« L’eau n’est pas un paysage – c’est la condition de toute vie, la première peau de la terre, le médium de notre devenir », rappelle Julian Charrière. L’artiste franco-suisse, dont le fruit de la carte blanche que lui a donnée la Maison Ruinart a été présenté pendant la Foire Art Basel en juin 2025, souligne ces enjeux dans une exposition inédite. En écho aux flots du Rhin qui coule au pied du bâtiment, Julian Charrière a conçu une traversée puissante qui emporte le visiteur dans les méandres des trois niveaux du Musée Tinguely, à Bâle.
Mêlant des œuvres nouvelles et plus anciennes, souvent conçues en collaboration avec des scientifiques, cette monographie convie à « expérimenter comment l’importance de l’eau s’étend au-delà de la biophysique : comment, de la physique aux géocultures, elle reste omniprésente et complexe, à la fois merveille et énigme; comment la notion même de changement de phase naît dans l’eau – un état conciliant flux, non-linéarité et changement; comment, grâce à elle, les masses d’eau deviennent les frères et sœurs des glaciers et des tempêtes de neige, les parents des brumes et des atmosphères; comment elle lie nos paysages à notre subsistance, à la fois celle de la nourriture et celle de la respiration », résume le musée.
UNE EXPÉRIENCE DES PROFONDEURS
Si le qualificatif d’« immersif » est aujourd’hui largement galvaudé, il s’applique ici pleinement. Tout comme celui, autant banalisé, d’« expérience ». En effet, l’artiste plonge d’emblée le visiteur dans les profondeurs inquiétantes et mystérieuses des océans, dans leurs ténèbres aussi. Une grande partie du parcours se déroule à tâtons, dans une pénombre troublante qui pourrait faire penser à une obscurité d’outre-tombe. De cette nuit particulière aux fonds marins, perpétuellement éloignés de toute lumière, qui donne son titre à l’exposition, Julian Charrière fait pourtant remonter la vie.

Lignes de données:
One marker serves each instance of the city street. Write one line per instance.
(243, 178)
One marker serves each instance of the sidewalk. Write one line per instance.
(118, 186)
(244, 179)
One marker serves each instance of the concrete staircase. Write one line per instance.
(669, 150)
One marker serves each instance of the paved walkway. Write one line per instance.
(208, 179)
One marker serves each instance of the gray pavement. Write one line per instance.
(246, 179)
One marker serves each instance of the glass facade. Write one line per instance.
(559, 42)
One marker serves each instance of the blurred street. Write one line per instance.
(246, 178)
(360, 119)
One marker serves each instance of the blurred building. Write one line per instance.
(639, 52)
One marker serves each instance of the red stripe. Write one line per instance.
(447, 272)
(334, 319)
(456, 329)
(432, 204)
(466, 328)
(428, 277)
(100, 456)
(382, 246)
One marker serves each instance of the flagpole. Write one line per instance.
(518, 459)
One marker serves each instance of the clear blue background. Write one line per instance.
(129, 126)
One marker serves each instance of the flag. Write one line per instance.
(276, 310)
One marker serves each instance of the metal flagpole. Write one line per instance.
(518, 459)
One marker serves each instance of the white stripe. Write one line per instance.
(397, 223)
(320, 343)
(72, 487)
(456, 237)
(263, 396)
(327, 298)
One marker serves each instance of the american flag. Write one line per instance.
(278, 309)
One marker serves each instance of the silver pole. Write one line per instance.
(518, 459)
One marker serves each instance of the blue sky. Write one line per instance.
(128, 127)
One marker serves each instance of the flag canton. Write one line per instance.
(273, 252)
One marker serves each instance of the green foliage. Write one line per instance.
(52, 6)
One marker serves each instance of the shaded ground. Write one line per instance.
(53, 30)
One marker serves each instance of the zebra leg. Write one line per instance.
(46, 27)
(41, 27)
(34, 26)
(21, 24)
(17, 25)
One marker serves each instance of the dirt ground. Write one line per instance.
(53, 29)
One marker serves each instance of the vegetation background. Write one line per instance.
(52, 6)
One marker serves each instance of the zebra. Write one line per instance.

Tâche à réaliser: Poursuivez le texte sur l’exposition de Julian Charrière consacrée à l’eau, à partir de la dernière phrase donnée.

Travail rendu:
L’expérience du visiteur est d’abord physique. Dans une salle, l’artiste reproduit le mouvement de la lentille de Fresnel qui a permis d’éclairer l’océan Pacifique à 1 000 mètres de profondeur dans la zone de Clarion-Clipperton, et de filmer la faune adaptée à ces conditions extrêmes de survie. Une région sous-marine du globe riche en métaux précieux, pour l’instant encore non prospectés… Ce film de 2025, Midnight Zone, est l’une des toutes dernières créations de Julian Charrière. Les sons y jouent un rôle majeur, comme souvent dans cette exposition. « Remettant en question l’idée fausse et persistante selon laquelle ces régions sont silencieuses », le film remplit l’oreille des « clics rythmiques des crustacés aux appels harmoniques des poissons, des chants lointains des baleines aux crépitements statiques de la vie microbienne, révélant un environnement où la conversation auditive est aussi vitale que la lumière » qui en est absente.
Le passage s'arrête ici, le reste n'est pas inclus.